То есть, когда начинается рассказ о киноактрисе Никки Грейс, которая получила роль в фильме и играет эту роль, физический способ восприятия экрана один. Поскольку картина, в которой снимается Никки, проклята каким-то проклятьем польских цыган, то появляется линия, рассказывающая непростое про польских цыган, и это куски уже другого кино, тоже гениального. Но разобраться в нем мешают осколки третьего фильма, снятого уже совсем иначе. Ведь серьезный муж предупреждал Никки не связываться с ее партнером по съемкам и актера этого предупреждал, но любовь снималась и случилась, и теперь актриса попадает в изнанку своей действительности, бегает за декорациями в тот момент, когда она же, Никки, сидит с режиссером и партнером на первой читке роли. И сидит, что примечательно, несколько дней назад.

> Задание
Продолжите отрывок о Никки Грейс, начав сразу после его последнего предложения. Строки ниже — отдельный материал, с отрывком о Никки Грейс не связанный.

> Исходные данные
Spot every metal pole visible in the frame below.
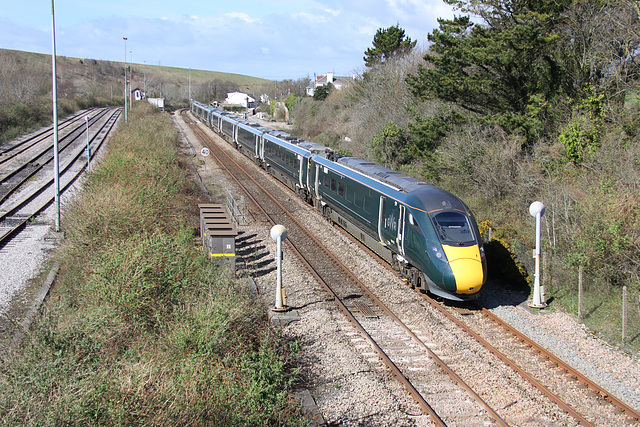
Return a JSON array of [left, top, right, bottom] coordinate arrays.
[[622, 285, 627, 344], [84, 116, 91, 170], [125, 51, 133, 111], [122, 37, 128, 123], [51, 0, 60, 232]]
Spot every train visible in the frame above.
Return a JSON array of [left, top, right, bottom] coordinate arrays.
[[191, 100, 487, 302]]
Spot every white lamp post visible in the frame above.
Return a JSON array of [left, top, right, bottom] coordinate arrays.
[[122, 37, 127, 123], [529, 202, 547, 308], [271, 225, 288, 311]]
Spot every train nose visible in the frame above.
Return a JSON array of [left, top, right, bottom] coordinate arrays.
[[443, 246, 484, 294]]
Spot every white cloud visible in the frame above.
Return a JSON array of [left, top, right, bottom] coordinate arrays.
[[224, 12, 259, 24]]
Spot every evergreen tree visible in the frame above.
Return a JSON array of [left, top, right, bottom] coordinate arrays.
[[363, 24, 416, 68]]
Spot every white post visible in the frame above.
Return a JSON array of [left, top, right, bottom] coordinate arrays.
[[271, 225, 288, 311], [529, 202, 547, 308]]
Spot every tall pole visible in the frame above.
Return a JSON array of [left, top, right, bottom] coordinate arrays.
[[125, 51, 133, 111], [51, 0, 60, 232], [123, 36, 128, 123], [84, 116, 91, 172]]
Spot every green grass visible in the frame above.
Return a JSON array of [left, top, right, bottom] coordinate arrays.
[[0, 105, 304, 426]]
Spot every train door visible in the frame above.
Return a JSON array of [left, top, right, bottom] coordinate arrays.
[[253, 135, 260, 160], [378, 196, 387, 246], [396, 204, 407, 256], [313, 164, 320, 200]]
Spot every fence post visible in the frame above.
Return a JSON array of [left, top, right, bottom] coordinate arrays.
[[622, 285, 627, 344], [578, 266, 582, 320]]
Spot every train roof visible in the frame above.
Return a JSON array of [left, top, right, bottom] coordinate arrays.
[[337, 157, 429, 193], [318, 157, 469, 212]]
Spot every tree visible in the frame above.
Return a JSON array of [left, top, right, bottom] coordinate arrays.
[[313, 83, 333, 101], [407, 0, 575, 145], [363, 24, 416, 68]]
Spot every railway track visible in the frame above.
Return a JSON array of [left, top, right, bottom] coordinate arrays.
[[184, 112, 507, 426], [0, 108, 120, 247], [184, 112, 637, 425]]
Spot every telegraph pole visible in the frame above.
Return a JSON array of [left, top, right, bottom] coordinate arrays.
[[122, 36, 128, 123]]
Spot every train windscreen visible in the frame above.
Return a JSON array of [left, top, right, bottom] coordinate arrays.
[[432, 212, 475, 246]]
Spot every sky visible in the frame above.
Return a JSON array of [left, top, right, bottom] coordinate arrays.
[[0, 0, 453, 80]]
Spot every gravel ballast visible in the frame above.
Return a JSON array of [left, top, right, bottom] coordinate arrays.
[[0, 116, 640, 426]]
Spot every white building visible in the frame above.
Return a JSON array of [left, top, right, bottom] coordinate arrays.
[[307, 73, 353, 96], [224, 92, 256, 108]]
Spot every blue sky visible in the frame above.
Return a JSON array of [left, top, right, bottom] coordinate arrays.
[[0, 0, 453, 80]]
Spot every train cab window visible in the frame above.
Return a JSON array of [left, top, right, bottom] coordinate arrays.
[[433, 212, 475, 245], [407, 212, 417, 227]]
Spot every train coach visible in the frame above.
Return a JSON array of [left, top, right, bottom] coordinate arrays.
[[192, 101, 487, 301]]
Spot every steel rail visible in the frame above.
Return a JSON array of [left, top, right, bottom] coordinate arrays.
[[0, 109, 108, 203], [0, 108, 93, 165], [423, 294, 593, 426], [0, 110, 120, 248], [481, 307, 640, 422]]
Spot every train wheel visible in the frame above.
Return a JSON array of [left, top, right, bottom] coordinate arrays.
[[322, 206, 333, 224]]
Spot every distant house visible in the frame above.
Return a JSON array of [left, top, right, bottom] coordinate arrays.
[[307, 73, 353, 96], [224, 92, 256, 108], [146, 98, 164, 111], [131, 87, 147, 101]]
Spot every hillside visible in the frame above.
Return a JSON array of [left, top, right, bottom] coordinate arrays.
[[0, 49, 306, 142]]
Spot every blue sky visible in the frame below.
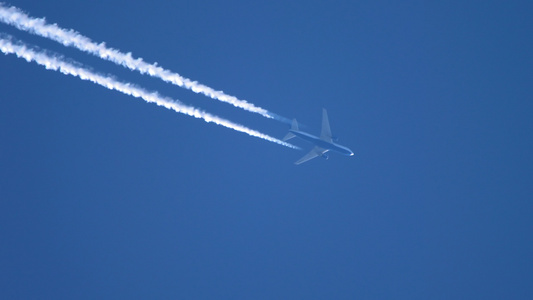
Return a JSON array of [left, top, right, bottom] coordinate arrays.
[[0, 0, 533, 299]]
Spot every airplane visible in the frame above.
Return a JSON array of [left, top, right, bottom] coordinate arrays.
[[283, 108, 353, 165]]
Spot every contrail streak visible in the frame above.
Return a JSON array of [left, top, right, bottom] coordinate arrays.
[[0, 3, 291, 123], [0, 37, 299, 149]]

> Ответ
Явочная квартира между этими непростыми явлениями – номерок в дешевом мотеле, куда иногда забредают все подряд, и иногда герои не те, кем они кажутся, потому что они уже другие люди, догадывающиеся, что где-то оставлены их основные сущности. Скажем честно: это только начало событий. Первые часа полтора. Действие прерывается появлением группы девушек с песнями и прочими вставными номерами, которые подбадривают или обсуждают героиню, а также появляются куски ситкома про огромных человекоподобных кроликов (эти куски Линч любовно выкладывал на своем сайте сильно загодя).
Путешествие по подсознанию окончательно лишилось у этого режиссера глазури, попартовой хитрости, торжественности или однозначной ужасности.
Все это, конечно, осталось – и ужас, и хитрость, и понатыканные в итоге повсюду кинокамеры с микрофонами, но во «Внутренней империи» уже не только герои измученные, изумленные пешки. Здесь уже все способы снимать кино и все способы кино воспринимать пляшут под режиссерскую дудку. Смотреть это – все равно что разгрузить вагон с мировой кинематографией или понять и надсмеяться надо всем психоанализом за три часа. Пролететь по американским горкам чужого мозга, залетев в свой.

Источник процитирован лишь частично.